> DATA EXCERPTS
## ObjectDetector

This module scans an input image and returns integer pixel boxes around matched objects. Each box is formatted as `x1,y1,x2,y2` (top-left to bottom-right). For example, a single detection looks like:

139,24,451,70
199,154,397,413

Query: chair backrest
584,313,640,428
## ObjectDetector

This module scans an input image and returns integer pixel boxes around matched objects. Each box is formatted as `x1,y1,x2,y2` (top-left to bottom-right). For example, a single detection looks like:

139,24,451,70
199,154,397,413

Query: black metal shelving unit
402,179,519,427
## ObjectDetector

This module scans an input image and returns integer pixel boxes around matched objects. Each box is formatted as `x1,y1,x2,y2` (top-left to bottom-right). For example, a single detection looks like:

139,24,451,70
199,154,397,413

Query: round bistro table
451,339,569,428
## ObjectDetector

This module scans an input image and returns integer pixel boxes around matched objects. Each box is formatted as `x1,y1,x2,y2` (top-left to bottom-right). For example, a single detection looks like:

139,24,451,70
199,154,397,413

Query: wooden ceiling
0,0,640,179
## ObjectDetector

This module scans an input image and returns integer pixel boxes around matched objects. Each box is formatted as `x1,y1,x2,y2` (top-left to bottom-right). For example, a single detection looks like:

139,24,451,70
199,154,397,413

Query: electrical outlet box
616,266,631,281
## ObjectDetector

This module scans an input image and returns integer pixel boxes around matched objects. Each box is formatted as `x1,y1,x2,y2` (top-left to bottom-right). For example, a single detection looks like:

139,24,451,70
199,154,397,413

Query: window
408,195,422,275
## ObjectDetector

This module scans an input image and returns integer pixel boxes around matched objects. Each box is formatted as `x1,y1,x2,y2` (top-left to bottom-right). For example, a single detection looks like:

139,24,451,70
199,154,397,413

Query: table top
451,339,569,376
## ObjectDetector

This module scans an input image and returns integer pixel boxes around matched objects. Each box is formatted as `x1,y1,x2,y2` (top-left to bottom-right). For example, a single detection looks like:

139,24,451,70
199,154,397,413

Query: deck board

> OBJECTIVE
Collect every line of the material above that contains the string "Query", and copy each of those lines out in full. Case counts, so only matches with the same capitalization qualify.

> FINISHED EXERCISE
Query: chair backrest
Query: black metal shelving unit
Query: round bistro table
Query: wooden ceiling
Query: electrical outlet box
Query: window
Query: table top
Query: deck board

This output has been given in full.